All that is wanted is the exact lines from the first line of the data below through the line with "Target: dark chair", both ends included, with pictures omitted.

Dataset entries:
# # # # # # #

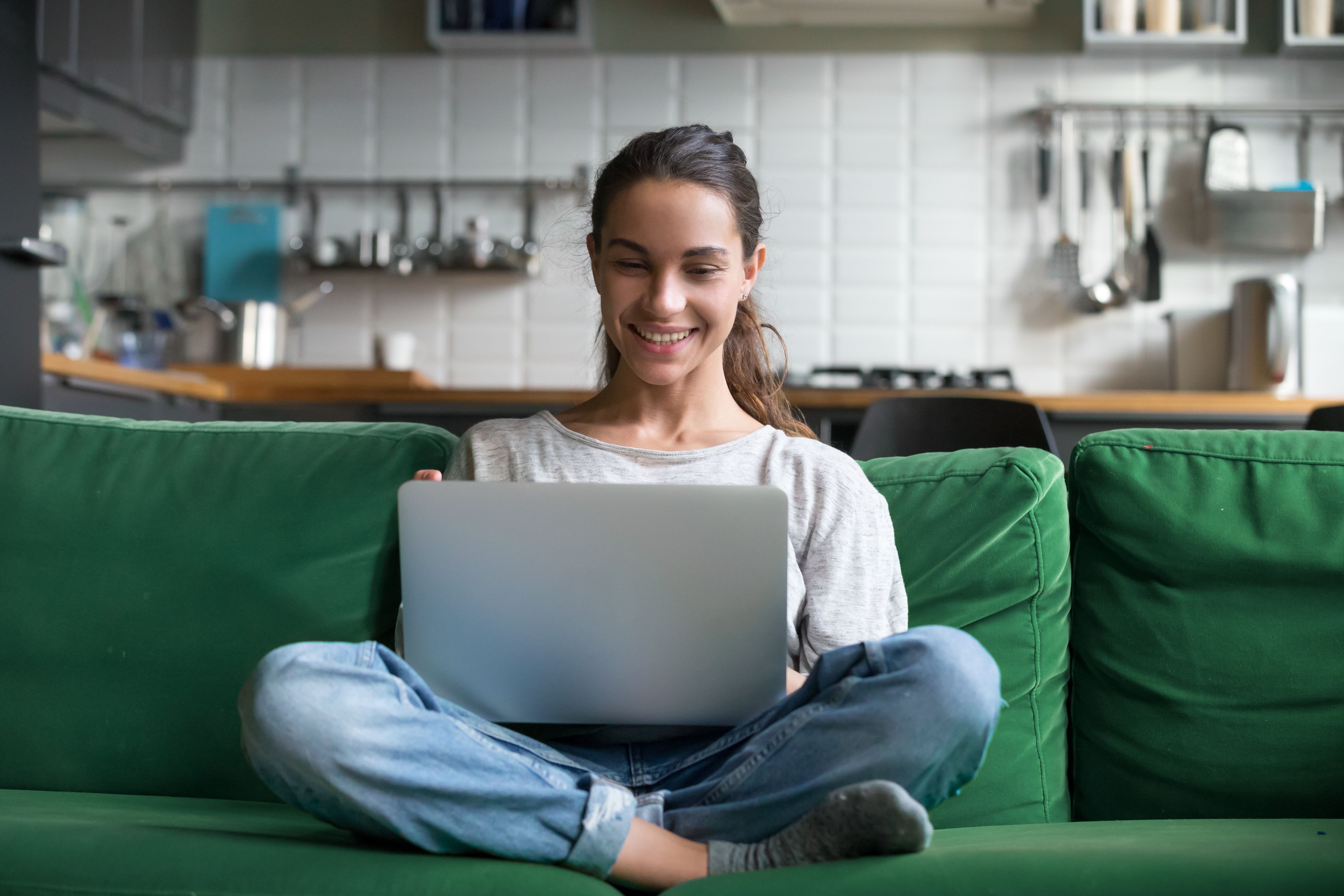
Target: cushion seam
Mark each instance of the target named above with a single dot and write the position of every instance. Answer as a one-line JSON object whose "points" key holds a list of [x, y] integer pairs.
{"points": [[1034, 616], [935, 477], [185, 430], [1082, 449]]}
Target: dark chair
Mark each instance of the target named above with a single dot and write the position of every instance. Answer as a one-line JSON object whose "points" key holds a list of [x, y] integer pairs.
{"points": [[902, 426], [1327, 418]]}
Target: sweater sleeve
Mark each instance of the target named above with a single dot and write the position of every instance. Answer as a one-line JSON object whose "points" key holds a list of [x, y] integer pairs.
{"points": [[851, 571]]}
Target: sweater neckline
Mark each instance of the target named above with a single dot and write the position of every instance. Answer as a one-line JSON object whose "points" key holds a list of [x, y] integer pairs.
{"points": [[690, 455]]}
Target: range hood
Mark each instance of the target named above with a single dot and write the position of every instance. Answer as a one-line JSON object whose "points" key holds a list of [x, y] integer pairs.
{"points": [[875, 13]]}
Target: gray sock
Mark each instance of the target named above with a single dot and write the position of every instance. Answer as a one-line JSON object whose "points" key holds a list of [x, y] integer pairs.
{"points": [[870, 819]]}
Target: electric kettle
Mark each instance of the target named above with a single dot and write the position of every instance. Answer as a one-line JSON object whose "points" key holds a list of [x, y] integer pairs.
{"points": [[1265, 338]]}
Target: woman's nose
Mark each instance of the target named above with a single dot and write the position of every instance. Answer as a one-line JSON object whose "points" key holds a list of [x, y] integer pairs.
{"points": [[666, 298]]}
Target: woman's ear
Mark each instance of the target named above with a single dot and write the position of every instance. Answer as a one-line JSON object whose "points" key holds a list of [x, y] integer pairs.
{"points": [[752, 270]]}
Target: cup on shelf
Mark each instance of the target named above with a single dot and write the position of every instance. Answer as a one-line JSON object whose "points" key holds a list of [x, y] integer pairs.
{"points": [[1314, 18], [1120, 17], [396, 351], [1162, 17]]}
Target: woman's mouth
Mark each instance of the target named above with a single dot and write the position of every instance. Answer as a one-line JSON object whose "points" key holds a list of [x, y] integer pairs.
{"points": [[662, 339]]}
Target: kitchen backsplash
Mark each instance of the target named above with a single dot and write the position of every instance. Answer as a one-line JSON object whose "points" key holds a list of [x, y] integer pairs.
{"points": [[904, 221]]}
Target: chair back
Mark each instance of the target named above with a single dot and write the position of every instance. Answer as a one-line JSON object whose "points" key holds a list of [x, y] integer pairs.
{"points": [[1327, 418], [905, 426]]}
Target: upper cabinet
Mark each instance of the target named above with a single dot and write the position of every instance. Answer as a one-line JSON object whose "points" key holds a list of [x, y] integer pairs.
{"points": [[1164, 27], [122, 68], [877, 13]]}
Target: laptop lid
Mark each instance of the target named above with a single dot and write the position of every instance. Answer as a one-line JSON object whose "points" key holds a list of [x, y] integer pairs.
{"points": [[595, 604]]}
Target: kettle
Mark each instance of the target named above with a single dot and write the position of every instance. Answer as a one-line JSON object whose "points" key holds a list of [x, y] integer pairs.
{"points": [[1265, 336]]}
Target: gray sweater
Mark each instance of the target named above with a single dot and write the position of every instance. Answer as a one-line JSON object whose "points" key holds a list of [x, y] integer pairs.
{"points": [[845, 577]]}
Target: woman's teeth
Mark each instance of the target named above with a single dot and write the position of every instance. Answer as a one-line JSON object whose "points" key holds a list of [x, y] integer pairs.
{"points": [[662, 339]]}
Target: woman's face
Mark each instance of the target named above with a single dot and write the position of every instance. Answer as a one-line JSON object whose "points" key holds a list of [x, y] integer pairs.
{"points": [[671, 273]]}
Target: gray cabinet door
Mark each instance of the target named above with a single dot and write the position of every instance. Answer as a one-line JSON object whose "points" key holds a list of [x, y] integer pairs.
{"points": [[110, 47], [57, 34], [169, 46]]}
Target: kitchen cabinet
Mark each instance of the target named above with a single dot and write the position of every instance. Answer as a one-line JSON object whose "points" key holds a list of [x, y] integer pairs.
{"points": [[122, 68]]}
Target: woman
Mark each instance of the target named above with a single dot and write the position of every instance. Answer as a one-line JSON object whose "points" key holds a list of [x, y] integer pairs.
{"points": [[878, 723]]}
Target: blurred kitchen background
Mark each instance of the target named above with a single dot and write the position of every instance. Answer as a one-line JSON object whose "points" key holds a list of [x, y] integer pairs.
{"points": [[417, 175]]}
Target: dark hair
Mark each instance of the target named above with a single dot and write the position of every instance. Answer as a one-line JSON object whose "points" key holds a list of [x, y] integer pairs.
{"points": [[697, 155]]}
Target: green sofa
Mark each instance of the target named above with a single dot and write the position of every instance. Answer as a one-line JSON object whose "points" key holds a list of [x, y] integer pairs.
{"points": [[1170, 630]]}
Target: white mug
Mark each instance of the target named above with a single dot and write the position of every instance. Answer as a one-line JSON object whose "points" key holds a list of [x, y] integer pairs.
{"points": [[397, 351], [1314, 18], [1162, 17], [1119, 15]]}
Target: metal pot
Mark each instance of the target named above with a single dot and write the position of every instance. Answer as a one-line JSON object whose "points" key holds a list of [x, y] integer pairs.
{"points": [[253, 334]]}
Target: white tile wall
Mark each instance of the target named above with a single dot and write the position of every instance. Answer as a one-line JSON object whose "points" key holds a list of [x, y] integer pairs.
{"points": [[902, 221]]}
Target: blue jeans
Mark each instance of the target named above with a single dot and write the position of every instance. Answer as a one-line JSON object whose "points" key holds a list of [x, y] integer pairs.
{"points": [[353, 735]]}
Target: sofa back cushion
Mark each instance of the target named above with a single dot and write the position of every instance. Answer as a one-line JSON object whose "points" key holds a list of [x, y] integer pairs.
{"points": [[983, 538], [147, 567], [1209, 625]]}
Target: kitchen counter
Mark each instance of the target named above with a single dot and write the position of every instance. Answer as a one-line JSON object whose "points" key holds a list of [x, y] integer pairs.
{"points": [[221, 392], [303, 385]]}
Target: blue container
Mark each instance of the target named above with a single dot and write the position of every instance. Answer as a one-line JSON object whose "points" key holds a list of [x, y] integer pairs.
{"points": [[242, 253]]}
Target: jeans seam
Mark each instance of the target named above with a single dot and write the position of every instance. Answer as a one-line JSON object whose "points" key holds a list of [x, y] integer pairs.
{"points": [[796, 721]]}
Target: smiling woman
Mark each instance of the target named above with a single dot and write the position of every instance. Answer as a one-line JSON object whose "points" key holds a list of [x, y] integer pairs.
{"points": [[677, 251], [877, 723]]}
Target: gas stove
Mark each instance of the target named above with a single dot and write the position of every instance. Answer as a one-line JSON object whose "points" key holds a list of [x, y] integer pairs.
{"points": [[902, 378]]}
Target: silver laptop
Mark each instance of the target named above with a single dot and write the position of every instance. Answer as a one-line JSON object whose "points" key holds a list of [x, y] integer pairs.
{"points": [[585, 604]]}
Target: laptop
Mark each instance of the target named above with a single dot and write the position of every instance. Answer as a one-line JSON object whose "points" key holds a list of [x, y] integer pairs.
{"points": [[595, 604]]}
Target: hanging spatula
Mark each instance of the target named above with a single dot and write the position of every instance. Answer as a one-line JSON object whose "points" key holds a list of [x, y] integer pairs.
{"points": [[1152, 251], [1064, 254]]}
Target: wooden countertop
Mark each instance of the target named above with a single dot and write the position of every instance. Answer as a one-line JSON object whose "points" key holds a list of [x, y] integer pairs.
{"points": [[354, 386]]}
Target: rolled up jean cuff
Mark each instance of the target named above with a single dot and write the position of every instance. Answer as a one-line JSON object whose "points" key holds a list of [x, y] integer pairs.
{"points": [[607, 823]]}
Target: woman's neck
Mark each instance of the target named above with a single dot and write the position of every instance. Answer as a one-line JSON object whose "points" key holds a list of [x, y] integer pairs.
{"points": [[697, 412]]}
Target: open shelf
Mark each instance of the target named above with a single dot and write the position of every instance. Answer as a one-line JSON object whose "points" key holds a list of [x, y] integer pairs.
{"points": [[1150, 44], [1297, 45]]}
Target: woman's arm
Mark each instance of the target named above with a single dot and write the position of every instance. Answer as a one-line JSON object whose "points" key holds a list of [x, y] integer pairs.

# # # # # # #

▸ RESULT
Target: cushion seam
Mark each instance of the target named above with a single dot and write the position of every instance. Answer as a one-line JSON object whose "points" key holds a list of [x, y] integer pairs.
{"points": [[1034, 616], [935, 477], [185, 430], [1082, 449]]}
Target: dark chair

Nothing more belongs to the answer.